• [Problem to work on] Show each line below that contains the word "building", matching its case exactly.

• [Data supplied]

§

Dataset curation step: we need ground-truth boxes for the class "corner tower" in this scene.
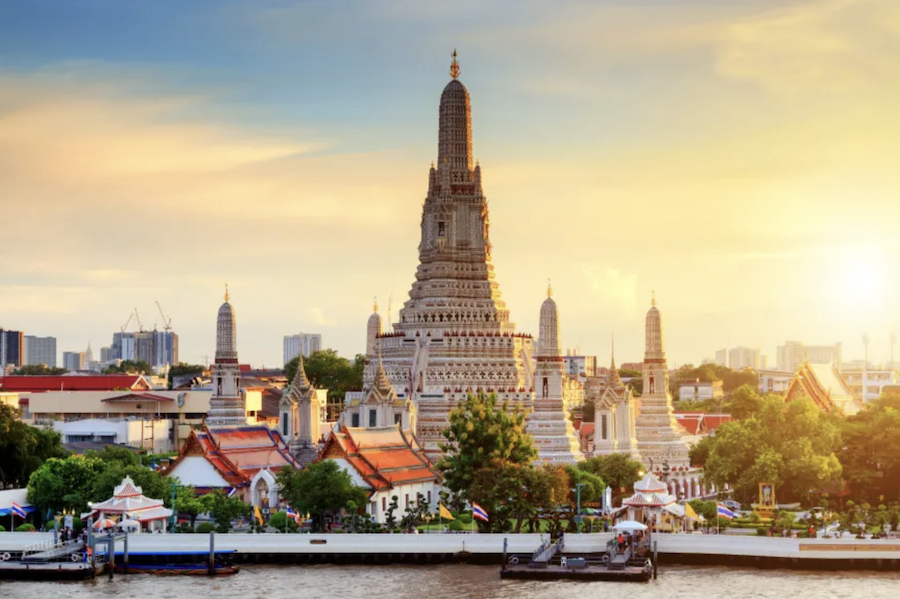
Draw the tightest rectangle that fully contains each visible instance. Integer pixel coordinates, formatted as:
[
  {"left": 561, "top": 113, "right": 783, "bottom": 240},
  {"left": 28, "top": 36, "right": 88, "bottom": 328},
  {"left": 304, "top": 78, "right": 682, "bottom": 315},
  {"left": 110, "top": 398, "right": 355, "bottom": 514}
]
[{"left": 206, "top": 286, "right": 247, "bottom": 428}]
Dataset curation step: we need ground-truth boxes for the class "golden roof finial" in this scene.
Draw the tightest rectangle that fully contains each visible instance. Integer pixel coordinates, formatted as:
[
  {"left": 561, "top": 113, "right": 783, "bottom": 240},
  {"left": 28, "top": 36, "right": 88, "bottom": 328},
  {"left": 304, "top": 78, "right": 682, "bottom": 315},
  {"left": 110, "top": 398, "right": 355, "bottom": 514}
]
[{"left": 450, "top": 48, "right": 459, "bottom": 79}]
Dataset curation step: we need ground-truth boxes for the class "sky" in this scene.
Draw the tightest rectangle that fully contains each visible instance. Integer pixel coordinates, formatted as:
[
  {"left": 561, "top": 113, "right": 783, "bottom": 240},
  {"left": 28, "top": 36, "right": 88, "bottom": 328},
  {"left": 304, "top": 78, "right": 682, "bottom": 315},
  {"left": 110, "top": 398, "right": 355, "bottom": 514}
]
[{"left": 0, "top": 0, "right": 900, "bottom": 366}]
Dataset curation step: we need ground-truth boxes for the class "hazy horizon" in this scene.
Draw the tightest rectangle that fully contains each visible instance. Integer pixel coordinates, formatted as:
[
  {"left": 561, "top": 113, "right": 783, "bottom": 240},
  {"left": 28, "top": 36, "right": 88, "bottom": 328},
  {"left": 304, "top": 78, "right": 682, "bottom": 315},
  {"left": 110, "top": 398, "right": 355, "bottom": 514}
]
[{"left": 0, "top": 0, "right": 900, "bottom": 367}]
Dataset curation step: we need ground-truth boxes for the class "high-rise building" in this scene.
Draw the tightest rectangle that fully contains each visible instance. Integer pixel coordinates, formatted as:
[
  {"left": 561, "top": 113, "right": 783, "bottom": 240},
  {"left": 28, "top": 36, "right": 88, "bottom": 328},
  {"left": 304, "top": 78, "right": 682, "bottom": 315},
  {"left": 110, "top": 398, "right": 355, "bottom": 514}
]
[
  {"left": 716, "top": 349, "right": 728, "bottom": 366},
  {"left": 0, "top": 329, "right": 25, "bottom": 370},
  {"left": 775, "top": 341, "right": 843, "bottom": 372},
  {"left": 63, "top": 352, "right": 84, "bottom": 370},
  {"left": 284, "top": 333, "right": 322, "bottom": 364},
  {"left": 25, "top": 335, "right": 56, "bottom": 368},
  {"left": 728, "top": 347, "right": 762, "bottom": 370}
]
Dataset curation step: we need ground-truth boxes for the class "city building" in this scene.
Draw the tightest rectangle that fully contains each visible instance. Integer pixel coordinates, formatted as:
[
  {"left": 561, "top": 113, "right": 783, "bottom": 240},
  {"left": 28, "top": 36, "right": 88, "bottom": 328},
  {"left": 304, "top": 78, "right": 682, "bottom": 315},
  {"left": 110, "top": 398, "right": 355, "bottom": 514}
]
[
  {"left": 715, "top": 349, "right": 728, "bottom": 366},
  {"left": 25, "top": 335, "right": 56, "bottom": 368},
  {"left": 563, "top": 351, "right": 597, "bottom": 384},
  {"left": 321, "top": 425, "right": 442, "bottom": 524},
  {"left": 841, "top": 367, "right": 898, "bottom": 402},
  {"left": 678, "top": 379, "right": 725, "bottom": 401},
  {"left": 0, "top": 329, "right": 25, "bottom": 370},
  {"left": 284, "top": 333, "right": 323, "bottom": 364},
  {"left": 727, "top": 347, "right": 763, "bottom": 370},
  {"left": 784, "top": 362, "right": 863, "bottom": 416},
  {"left": 775, "top": 341, "right": 843, "bottom": 372},
  {"left": 63, "top": 352, "right": 84, "bottom": 372},
  {"left": 759, "top": 370, "right": 794, "bottom": 393}
]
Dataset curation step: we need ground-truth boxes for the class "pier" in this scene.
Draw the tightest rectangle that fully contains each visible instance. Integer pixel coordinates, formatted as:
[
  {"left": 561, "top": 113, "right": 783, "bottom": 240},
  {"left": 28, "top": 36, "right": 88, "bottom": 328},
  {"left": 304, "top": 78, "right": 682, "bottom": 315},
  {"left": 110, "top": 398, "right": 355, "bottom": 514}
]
[{"left": 0, "top": 533, "right": 900, "bottom": 571}]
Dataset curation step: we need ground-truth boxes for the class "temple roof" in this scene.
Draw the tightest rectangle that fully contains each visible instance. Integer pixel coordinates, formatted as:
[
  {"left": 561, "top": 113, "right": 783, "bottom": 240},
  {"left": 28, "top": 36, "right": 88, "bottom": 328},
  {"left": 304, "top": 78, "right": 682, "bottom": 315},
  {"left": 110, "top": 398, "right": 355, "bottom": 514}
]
[
  {"left": 784, "top": 362, "right": 863, "bottom": 415},
  {"left": 320, "top": 426, "right": 441, "bottom": 492},
  {"left": 163, "top": 426, "right": 300, "bottom": 487}
]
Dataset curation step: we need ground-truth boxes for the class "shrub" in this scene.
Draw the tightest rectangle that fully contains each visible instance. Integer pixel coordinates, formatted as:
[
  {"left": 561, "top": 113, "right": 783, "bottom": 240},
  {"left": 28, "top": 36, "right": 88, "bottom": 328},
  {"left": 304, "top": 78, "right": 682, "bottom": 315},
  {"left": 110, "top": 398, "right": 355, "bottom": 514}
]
[
  {"left": 197, "top": 522, "right": 216, "bottom": 534},
  {"left": 269, "top": 512, "right": 300, "bottom": 532}
]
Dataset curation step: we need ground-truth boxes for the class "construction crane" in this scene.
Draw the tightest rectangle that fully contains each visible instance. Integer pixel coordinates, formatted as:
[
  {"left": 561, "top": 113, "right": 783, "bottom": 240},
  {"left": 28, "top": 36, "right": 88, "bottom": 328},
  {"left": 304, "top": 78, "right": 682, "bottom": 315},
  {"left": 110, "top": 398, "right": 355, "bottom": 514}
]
[
  {"left": 121, "top": 313, "right": 134, "bottom": 333},
  {"left": 156, "top": 300, "right": 172, "bottom": 333}
]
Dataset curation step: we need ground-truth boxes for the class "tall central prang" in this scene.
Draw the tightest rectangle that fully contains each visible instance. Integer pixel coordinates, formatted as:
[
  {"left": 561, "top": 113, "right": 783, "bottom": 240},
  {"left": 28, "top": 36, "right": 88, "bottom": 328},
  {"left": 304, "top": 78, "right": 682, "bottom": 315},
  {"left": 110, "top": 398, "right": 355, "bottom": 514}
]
[{"left": 365, "top": 51, "right": 534, "bottom": 456}]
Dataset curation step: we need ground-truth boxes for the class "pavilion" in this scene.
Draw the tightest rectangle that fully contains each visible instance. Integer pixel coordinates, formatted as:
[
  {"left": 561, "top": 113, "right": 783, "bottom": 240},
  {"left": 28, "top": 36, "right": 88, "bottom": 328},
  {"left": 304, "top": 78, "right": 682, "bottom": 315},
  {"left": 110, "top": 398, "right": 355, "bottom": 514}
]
[{"left": 85, "top": 476, "right": 172, "bottom": 532}]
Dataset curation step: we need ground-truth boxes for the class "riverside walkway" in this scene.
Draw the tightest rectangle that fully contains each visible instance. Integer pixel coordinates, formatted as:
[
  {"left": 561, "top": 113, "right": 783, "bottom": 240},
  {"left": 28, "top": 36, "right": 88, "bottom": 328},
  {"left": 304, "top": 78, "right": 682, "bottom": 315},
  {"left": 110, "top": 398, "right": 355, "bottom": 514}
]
[{"left": 0, "top": 533, "right": 900, "bottom": 570}]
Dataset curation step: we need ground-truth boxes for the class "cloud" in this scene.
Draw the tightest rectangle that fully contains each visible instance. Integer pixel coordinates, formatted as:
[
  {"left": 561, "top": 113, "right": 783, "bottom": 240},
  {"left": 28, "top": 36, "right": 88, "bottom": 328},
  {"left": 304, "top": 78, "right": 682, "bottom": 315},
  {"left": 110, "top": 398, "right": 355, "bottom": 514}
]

§

• [The completed task]
Dataset curation step: we need ground-truth boxes for the class "high-rise building" in this scene.
Dataset curation step: we need ground-truth boxes for the class "city building" in this scene.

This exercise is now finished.